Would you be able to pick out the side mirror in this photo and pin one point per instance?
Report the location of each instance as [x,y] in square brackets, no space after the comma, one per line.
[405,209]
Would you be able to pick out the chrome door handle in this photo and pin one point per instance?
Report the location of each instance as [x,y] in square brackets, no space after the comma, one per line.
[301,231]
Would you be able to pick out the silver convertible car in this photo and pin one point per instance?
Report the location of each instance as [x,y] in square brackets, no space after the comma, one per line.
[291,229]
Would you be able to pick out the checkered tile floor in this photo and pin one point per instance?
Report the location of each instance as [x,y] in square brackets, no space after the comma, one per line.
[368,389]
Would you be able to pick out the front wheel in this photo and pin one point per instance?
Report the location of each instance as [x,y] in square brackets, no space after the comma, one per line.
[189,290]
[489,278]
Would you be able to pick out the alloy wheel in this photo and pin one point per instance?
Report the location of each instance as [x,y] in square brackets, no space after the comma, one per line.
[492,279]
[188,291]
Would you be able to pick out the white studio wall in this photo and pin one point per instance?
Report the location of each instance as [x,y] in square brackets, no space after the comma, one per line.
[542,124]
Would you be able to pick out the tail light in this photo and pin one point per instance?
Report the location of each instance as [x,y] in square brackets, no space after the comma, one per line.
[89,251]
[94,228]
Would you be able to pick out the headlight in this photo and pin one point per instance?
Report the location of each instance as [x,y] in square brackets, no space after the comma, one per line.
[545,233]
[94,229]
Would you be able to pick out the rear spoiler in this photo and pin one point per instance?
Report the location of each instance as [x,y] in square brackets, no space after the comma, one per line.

——————

• [WHAT THE TASK REQUIRES]
Copy the records word for word, starting with the line that contains "Would you be able to pick out the alloy" and continuing through the last line of the records.

• [SOLUTION TO THIS PROBLEM]
Would you be able to pick out the alloy wheel in this photo and pin one point per instance?
Report the location of each instance as [x,y] in square brackets, no space after the comma, one per line.
[492,279]
[188,291]
Would you be able to pick out the white studio wall in this photo and pin one point per instance?
Report the location of each instance as [x,y] in square brackets, no space after the comma, one per line.
[542,124]
Would you be able to pick out the tail light in this photo and pin one point per instance?
Report the location of each instance as [x,y] in square brackets, no space after the comma, one per line.
[89,251]
[94,228]
Would you be able to pick out the headlight in this photo and pin one point per instance?
Report the location of each instance as [x,y] in square brackets, no space after the comma, one per line.
[545,233]
[94,229]
Would you be able to pick out the rear spoiler in this photo and pin one point per instance?
Report the location of each instance as [x,y] in square brackets, no space after the comma, one per line.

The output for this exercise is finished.